───── Extracted records

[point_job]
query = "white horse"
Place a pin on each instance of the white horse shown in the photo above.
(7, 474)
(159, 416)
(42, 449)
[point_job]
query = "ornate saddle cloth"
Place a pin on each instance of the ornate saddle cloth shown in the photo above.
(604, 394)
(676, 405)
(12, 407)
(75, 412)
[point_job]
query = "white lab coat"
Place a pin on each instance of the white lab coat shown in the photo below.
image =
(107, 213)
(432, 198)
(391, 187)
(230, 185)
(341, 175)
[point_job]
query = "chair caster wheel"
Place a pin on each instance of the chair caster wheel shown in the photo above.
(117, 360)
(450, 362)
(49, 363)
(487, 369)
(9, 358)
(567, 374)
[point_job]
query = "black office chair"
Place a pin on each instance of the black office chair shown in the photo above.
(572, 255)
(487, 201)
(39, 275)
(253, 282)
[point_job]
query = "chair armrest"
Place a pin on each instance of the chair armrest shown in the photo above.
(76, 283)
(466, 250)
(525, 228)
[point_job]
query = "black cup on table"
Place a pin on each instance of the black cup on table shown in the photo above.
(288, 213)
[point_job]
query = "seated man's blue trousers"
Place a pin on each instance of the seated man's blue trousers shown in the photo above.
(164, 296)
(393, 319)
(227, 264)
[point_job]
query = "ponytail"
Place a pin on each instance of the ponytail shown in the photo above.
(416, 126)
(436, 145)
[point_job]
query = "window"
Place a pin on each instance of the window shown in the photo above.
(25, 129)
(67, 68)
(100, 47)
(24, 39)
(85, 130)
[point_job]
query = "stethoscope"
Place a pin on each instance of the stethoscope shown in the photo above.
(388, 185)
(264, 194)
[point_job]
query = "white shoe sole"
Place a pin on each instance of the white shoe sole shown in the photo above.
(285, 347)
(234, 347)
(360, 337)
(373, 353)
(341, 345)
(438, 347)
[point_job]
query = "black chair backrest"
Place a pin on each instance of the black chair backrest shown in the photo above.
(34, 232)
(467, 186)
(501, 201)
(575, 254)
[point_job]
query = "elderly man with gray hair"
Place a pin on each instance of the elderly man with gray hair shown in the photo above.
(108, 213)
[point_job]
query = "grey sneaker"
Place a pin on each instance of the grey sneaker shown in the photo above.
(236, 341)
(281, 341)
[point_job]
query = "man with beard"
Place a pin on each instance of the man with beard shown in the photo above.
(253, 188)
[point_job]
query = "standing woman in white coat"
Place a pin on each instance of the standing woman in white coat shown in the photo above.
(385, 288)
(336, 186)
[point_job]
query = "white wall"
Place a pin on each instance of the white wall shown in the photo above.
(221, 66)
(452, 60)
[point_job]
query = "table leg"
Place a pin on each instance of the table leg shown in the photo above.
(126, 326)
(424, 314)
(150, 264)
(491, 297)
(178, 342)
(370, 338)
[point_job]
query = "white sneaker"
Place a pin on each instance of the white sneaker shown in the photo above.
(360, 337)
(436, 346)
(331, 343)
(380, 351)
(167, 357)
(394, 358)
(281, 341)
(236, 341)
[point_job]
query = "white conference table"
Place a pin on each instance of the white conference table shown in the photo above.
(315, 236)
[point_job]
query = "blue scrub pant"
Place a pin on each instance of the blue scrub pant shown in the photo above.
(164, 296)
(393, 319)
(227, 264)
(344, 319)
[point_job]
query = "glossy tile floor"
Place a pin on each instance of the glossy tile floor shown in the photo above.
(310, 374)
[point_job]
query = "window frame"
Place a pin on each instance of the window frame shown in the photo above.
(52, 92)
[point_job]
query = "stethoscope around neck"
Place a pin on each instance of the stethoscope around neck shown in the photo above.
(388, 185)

──────────

__Action item__
Reproduce the whole listing, exactly.

__Result of the task__
[point_job]
query = "white horse"
Place a pin on each instance of the white horse shown in the photo above.
(7, 474)
(159, 416)
(42, 449)
[point_job]
query = "ornate saddle cloth"
Place a pin on each instance of the ornate saddle cloth shown in the photo above.
(604, 394)
(676, 405)
(12, 407)
(75, 412)
[point_job]
query = "white lab coat"
Place a pin on each instance of the white lab coat shown in the photo below.
image =
(107, 213)
(432, 198)
(391, 187)
(230, 185)
(341, 175)
[point_job]
query = "chair caster wheel"
Place a pin on each instance of the chair caster wheel shown in the photo above.
(117, 360)
(450, 362)
(49, 363)
(487, 369)
(9, 358)
(567, 374)
[point_job]
query = "black office chair"
Place a pin on each instance of the black office chair shown in the photo above.
(572, 255)
(487, 201)
(39, 275)
(253, 282)
[point_job]
query = "chair armrest"
Place a pin on each instance of the chair armrest shown in the photo above.
(76, 283)
(466, 250)
(525, 228)
[point_job]
query = "black cup on table"
Place a pin on each instance of the black cup on table shown in the photo above.
(288, 213)
[point_job]
query = "seated man's blue trousers"
Place a pin on each instance of the seated man's blue trousers shown in the photo above.
(164, 296)
(393, 319)
(227, 264)
[point_job]
query = "ponytail"
Place a pin on each instance of the ponytail shown in the photo above.
(416, 126)
(436, 145)
[point_job]
query = "window"
Place a pin on each instance of the window shown in the photo above.
(25, 129)
(67, 68)
(100, 47)
(24, 39)
(85, 130)
[point_job]
query = "stethoscope"
Place a pin on each instance of the stethoscope shown in the photo above.
(388, 185)
(264, 194)
[point_job]
query = "white shoe sole"
Place a pin on each instance of the white shoe sole shown in the photo above.
(285, 347)
(234, 347)
(360, 337)
(373, 353)
(341, 345)
(438, 347)
[point_job]
query = "black chair backrest"
Place a pin on each instance of the black chair backrest shown in the photo above.
(34, 232)
(467, 186)
(501, 201)
(575, 254)
[point_job]
query = "elderly man with gray hair"
Place a pin on each instance of the elderly man with gray hair shown in the photo above.
(108, 213)
[point_job]
query = "grey sneaker"
Place a pin on each instance of the grey sneaker shown in the photo above.
(236, 341)
(281, 341)
[point_job]
query = "man with beard"
Place a pin on each instance of the man with beard shown in the photo above.
(253, 188)
[point_job]
query = "standing woman in white coat"
Place a pin on each instance of the standing woman in white coat shown in the photo above.
(385, 288)
(336, 186)
[point_job]
query = "white wall"
Place a pin on each instance of the white wall shown in the photo above.
(221, 66)
(452, 60)
[point_job]
query = "table leg"
Place a pin on each instance of the table leg shown in the photo above.
(126, 326)
(424, 314)
(150, 264)
(491, 297)
(178, 342)
(370, 338)
[point_job]
query = "white sneaker"
Place a pin on each instance of the white sneaker shown in the photo above.
(360, 337)
(436, 346)
(331, 343)
(380, 351)
(167, 357)
(394, 358)
(281, 341)
(236, 341)
[point_job]
query = "white conference table"
Place a pin on each instance of the white conference table shown in the photo above.
(315, 236)
[point_job]
query = "blue scrub pant"
Place a pin on each instance of the blue scrub pant shown in the photo above.
(164, 296)
(393, 319)
(227, 264)
(344, 319)
[point_job]
query = "glossy tile floor"
Place a pin on each instance of the glossy tile floor shown in the photo above.
(310, 374)
[point_job]
query = "window frame"
Place a pin on each instance of the window frame shown in the photo above.
(52, 92)
[point_job]
query = "stethoscope around neck"
Place a pin on each instance of the stethoscope around neck shown in the photo above.
(388, 185)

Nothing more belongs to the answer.